STATED GOAL: Please repeat all of the lines that follow, exactly as written.

[Excerpts of pointing data]
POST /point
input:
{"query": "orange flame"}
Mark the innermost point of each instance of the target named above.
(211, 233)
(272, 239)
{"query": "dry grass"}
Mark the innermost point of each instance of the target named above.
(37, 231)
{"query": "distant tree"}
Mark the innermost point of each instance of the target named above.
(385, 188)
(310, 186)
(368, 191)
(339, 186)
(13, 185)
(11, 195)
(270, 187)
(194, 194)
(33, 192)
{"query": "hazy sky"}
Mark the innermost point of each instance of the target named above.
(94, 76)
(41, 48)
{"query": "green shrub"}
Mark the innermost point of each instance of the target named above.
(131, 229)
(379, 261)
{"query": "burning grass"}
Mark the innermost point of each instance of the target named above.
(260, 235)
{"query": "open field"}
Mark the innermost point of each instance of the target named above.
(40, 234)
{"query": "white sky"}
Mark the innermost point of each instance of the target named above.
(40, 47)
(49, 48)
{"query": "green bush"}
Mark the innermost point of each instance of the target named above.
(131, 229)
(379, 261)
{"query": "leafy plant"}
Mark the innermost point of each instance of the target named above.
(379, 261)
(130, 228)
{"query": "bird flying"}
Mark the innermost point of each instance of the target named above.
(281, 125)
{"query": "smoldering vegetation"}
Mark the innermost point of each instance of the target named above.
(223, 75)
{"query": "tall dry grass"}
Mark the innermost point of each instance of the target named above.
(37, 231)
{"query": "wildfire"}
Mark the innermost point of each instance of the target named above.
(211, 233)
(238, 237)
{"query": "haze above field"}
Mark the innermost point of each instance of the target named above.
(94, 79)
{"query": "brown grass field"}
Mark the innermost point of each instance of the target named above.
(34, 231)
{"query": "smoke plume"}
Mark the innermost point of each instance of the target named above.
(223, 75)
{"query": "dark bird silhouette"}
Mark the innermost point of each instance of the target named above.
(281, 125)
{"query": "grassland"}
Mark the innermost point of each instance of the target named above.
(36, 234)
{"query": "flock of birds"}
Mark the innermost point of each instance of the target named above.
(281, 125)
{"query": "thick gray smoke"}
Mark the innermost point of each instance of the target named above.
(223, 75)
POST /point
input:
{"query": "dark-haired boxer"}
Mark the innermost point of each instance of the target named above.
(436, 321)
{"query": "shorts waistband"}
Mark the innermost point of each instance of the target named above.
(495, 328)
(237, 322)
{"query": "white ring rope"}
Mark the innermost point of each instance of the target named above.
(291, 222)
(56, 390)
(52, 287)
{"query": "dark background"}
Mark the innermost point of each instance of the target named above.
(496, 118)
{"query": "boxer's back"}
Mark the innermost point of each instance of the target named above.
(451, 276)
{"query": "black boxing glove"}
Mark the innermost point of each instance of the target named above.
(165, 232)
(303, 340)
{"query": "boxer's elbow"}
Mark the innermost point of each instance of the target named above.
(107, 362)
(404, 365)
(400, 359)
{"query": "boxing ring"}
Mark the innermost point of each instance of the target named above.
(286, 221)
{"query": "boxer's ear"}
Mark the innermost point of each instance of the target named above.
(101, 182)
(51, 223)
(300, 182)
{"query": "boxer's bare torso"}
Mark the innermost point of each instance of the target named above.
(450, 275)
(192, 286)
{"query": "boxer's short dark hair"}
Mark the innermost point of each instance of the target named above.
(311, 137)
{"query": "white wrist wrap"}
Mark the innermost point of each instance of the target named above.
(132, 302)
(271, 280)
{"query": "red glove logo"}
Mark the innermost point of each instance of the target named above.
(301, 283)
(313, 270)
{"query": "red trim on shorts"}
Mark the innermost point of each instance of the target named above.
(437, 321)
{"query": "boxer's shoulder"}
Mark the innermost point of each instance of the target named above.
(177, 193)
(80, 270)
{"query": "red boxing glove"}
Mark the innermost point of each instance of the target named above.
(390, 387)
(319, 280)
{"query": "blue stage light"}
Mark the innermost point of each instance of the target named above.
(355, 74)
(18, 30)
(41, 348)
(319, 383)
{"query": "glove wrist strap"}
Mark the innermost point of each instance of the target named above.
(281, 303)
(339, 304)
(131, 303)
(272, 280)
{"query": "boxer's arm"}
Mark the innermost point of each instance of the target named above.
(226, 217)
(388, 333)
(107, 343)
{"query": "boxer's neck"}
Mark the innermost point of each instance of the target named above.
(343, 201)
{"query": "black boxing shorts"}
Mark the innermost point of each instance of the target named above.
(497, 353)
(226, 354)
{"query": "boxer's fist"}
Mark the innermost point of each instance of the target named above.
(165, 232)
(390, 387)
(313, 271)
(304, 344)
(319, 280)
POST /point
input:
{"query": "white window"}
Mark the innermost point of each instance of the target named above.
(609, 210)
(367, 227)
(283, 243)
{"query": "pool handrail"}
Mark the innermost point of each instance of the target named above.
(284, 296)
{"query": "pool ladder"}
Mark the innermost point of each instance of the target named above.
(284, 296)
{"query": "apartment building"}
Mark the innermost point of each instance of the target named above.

EXERCISE ANSWER:
POST /point
input:
{"query": "orange flame"}
Mark the innermost point of each instance of the target named above.
(211, 233)
(272, 239)
{"query": "dry grass"}
Mark the innermost point of each instance of the target named above.
(37, 231)
{"query": "distant tree"}
Mark the innermost point of each instance of the target named above.
(385, 188)
(310, 186)
(368, 191)
(339, 186)
(13, 185)
(11, 195)
(270, 187)
(194, 194)
(33, 192)
{"query": "hazy sky"}
Mark the innermost point of each instance of the target named above.
(94, 76)
(41, 48)
{"query": "green shrub"}
Mark the innermost point of each instance of the target named above.
(131, 229)
(379, 261)
{"query": "burning grass"}
Mark the innermost point of each instance of the target named above.
(260, 235)
{"query": "open field"}
Mark the innermost point of each instance of the target named above.
(40, 234)
{"query": "white sky"}
Mark the innermost point of each instance of the target named above.
(40, 47)
(49, 48)
{"query": "green bush"}
Mark the innermost point of each instance of the target named above.
(131, 229)
(379, 261)
{"query": "leafy plant"}
Mark the innermost point of each instance of the target named above.
(379, 261)
(130, 228)
{"query": "bird flying"}
Mark the innermost point of each instance of the target named above.
(281, 125)
{"query": "smoldering vegetation"}
Mark the innermost point of each instance of the target named above.
(223, 75)
{"query": "tall dry grass"}
Mark the innermost point of each instance of the target named above.
(37, 231)
{"query": "wildfire"}
Mark the innermost point of each instance of the target named above.
(211, 233)
(238, 237)
{"query": "haze above field"}
Mark the innermost point of each instance of the target named above.
(94, 79)
{"query": "brown grass field"}
Mark the innermost point of each instance of the target named above.
(34, 231)
{"query": "smoke plume"}
Mark the innermost point of each instance of the target named above.
(223, 75)
{"query": "dark bird silhouette"}
Mark the innermost point of each instance of the target named above.
(281, 125)
{"query": "grassland"}
Mark the innermost point of each instance of the target named above.
(36, 234)
{"query": "flock of birds"}
Mark the innermost point of each instance of the target named above.
(281, 125)
{"query": "thick gray smoke"}
Mark the innermost point of each instance of the target named above.
(223, 75)
POST /point
input:
{"query": "dark-haired boxer"}
Mark the innermost point of each instance of the target named above.
(436, 321)
{"query": "shorts waistband"}
Mark the innermost point of each instance of the target named above.
(495, 328)
(237, 322)
{"query": "white ring rope"}
Mark the innermost point of each instance of the target named above.
(291, 222)
(56, 390)
(52, 287)
{"query": "dark background"}
Mark the innermost point of each instance of the target named above.
(496, 118)
{"query": "boxer's back"}
Mark the innermost point of each instance of the target named above.
(451, 276)
{"query": "black boxing glove"}
Mark the innermost point of each instance of the target named above.
(165, 232)
(303, 340)
{"query": "boxer's elbow"}
Mark the innermost point of each instance of the target named above.
(107, 362)
(404, 365)
(400, 359)
{"query": "boxing ring"}
Mark the innermost point of each instance of the target named above.
(286, 221)
{"query": "boxer's ear"}
Mark the innermost point of each instance of the target named above.
(101, 182)
(51, 223)
(300, 182)
{"query": "boxer's bare torso"}
Mark the innermost point of each instance of the target named above.
(450, 275)
(192, 286)
{"query": "boxer's short dark hair"}
Mark the innermost point of each instance of the target named above.
(311, 137)
{"query": "white wrist wrap"}
Mark the innermost point of each instance of the target named above.
(132, 302)
(271, 280)
{"query": "red glove logo"}
Mark the innermost point of each instance of the target named above.
(301, 283)
(313, 270)
{"query": "red trim on shorts"}
Mark the innermost point of each instance of the target named above.
(437, 321)
{"query": "boxer's shoulder"}
Mark the innermost point of each instance of the target named above.
(177, 193)
(80, 270)
{"query": "red boxing glove"}
Mark the innermost point of each instance of the target named above.
(390, 387)
(319, 280)
{"query": "blue stage light"}
Mark the innermost point of each instance of the target named above.
(355, 74)
(18, 30)
(41, 348)
(319, 383)
{"query": "glove wrist strap"}
Mark the innermost point of each instance of the target named above.
(281, 303)
(339, 304)
(131, 303)
(272, 280)
{"query": "boxer's arm"}
Mark the innermost point of each instance of the target named above.
(226, 217)
(388, 333)
(107, 343)
{"query": "boxer's neck"}
Mark the innermost point of each instance of the target named above.
(343, 201)
{"query": "black boxing shorts"}
Mark the innermost point of each instance of the target named above.
(497, 353)
(226, 354)
{"query": "boxer's fist"}
Mark the innermost point of each instance of the target named above.
(165, 232)
(390, 387)
(313, 271)
(304, 344)
(319, 280)
POST /point
input:
{"query": "white window"}
Mark the innermost point of each instance of the target named above.
(609, 210)
(367, 227)
(283, 243)
{"query": "pool handrail"}
Mark the innermost point of each instance of the target named above.
(284, 296)
{"query": "pool ladder"}
Mark the innermost point of each instance of the target named above.
(284, 296)
{"query": "apartment building"}
Mark the innermost point of each instance of the target named above.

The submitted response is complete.